Your objective → Find each line in the entries that contains the word "reflective" and copy it out. Case counts.

•••••

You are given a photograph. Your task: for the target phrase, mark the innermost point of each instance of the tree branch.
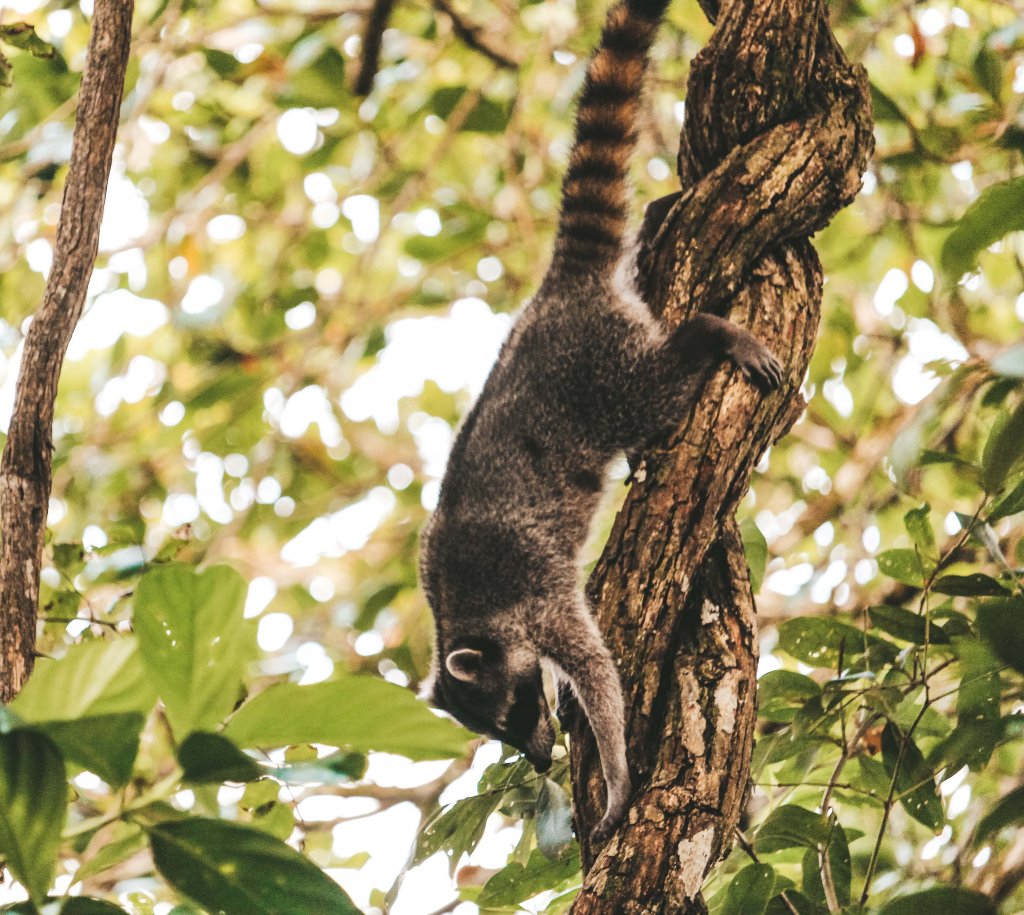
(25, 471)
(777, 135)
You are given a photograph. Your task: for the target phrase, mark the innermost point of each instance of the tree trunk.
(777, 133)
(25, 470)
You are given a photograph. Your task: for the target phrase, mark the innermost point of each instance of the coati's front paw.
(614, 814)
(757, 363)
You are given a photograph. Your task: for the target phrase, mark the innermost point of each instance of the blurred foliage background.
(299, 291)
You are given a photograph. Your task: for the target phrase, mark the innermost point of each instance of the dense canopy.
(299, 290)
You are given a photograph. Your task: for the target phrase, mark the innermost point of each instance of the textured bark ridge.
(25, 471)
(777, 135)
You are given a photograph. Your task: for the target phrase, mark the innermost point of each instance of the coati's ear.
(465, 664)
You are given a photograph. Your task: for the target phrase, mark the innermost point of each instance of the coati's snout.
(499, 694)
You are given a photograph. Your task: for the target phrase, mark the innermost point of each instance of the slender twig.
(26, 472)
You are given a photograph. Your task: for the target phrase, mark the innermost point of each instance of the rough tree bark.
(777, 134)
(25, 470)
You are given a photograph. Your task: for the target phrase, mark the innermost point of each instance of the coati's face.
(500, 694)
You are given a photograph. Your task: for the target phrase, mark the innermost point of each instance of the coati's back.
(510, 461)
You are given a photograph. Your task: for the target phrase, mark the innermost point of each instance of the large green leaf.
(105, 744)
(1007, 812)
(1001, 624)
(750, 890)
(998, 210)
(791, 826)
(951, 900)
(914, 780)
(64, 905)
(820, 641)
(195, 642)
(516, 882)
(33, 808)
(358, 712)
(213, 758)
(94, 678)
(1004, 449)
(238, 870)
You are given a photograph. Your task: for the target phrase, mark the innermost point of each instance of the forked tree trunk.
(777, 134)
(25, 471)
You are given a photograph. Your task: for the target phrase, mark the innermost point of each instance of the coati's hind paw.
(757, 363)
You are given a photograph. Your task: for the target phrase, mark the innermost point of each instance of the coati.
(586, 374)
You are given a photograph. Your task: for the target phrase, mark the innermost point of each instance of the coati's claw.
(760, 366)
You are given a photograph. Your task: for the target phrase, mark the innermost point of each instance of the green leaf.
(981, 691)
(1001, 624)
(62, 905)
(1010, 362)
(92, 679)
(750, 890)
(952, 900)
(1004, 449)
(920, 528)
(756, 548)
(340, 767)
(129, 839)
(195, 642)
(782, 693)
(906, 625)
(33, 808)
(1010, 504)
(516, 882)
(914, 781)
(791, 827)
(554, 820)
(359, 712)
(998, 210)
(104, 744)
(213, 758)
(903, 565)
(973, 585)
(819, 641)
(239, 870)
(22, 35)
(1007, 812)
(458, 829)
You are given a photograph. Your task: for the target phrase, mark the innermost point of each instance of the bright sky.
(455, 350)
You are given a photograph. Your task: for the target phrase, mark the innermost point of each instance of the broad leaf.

•••••

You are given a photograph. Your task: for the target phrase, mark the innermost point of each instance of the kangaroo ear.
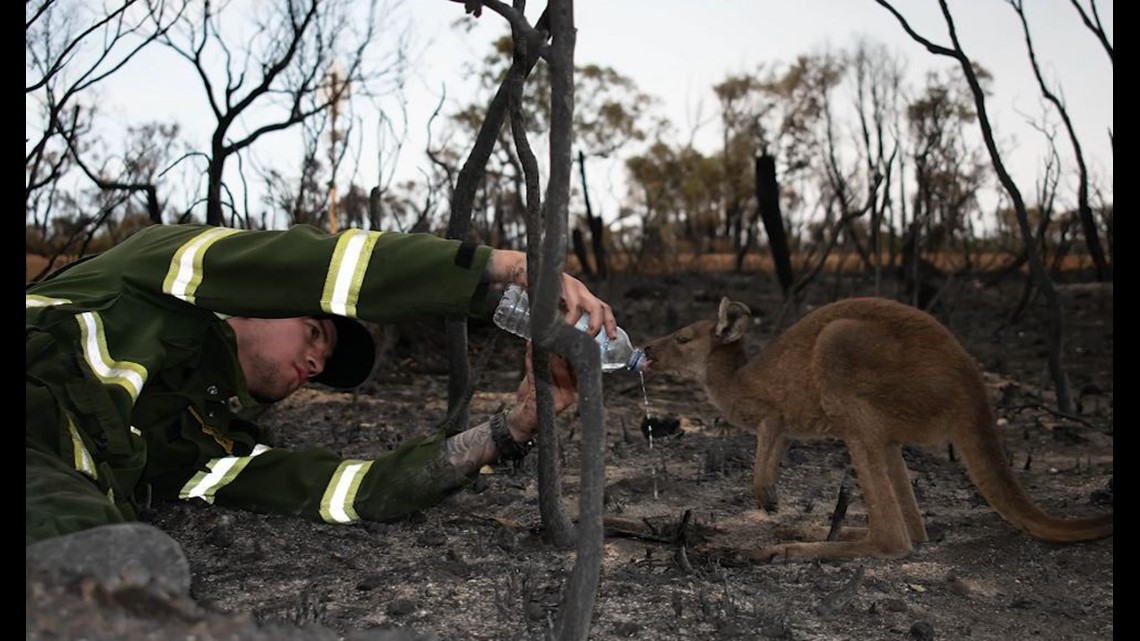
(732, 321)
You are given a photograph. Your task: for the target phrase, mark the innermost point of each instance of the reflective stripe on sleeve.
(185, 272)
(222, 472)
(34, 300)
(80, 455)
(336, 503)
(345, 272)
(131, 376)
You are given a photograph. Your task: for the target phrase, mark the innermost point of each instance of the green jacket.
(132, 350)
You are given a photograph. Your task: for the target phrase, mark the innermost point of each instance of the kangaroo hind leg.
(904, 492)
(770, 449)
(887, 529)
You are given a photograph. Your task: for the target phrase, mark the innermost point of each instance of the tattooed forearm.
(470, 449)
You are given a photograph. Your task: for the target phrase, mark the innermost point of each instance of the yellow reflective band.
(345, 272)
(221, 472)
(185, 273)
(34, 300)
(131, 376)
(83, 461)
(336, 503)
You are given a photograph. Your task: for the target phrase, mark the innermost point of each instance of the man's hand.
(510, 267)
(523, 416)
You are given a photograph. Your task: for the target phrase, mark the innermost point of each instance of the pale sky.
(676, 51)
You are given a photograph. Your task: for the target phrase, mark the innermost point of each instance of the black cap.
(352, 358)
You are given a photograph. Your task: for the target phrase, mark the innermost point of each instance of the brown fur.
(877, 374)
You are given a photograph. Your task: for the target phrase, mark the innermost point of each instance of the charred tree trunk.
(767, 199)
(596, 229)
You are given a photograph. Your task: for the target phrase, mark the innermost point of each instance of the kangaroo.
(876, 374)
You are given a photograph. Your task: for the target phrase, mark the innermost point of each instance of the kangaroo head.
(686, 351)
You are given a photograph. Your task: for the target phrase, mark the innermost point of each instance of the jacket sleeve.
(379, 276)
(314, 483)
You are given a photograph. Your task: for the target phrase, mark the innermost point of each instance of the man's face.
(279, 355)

•••••

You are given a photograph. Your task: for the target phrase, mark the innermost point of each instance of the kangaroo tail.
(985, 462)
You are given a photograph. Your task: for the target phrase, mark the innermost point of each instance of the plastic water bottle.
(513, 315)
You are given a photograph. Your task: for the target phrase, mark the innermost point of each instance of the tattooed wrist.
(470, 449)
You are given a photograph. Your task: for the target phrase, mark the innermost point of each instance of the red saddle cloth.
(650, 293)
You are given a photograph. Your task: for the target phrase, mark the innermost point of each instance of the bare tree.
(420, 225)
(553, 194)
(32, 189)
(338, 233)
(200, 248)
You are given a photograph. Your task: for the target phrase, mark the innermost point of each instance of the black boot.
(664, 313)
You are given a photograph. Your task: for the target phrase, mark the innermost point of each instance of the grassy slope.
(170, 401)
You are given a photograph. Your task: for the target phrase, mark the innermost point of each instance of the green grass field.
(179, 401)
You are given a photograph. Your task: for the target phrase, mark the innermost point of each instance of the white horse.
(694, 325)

•••••

Result for this exercise →
You are given a photograph. Your task: for the target phrase, mark the innermost point of each instance of the reflective stripe on sleeve.
You are given a photograph. Your task: for the target phrase, mark the innermost point of each instance of the yellow reflective band.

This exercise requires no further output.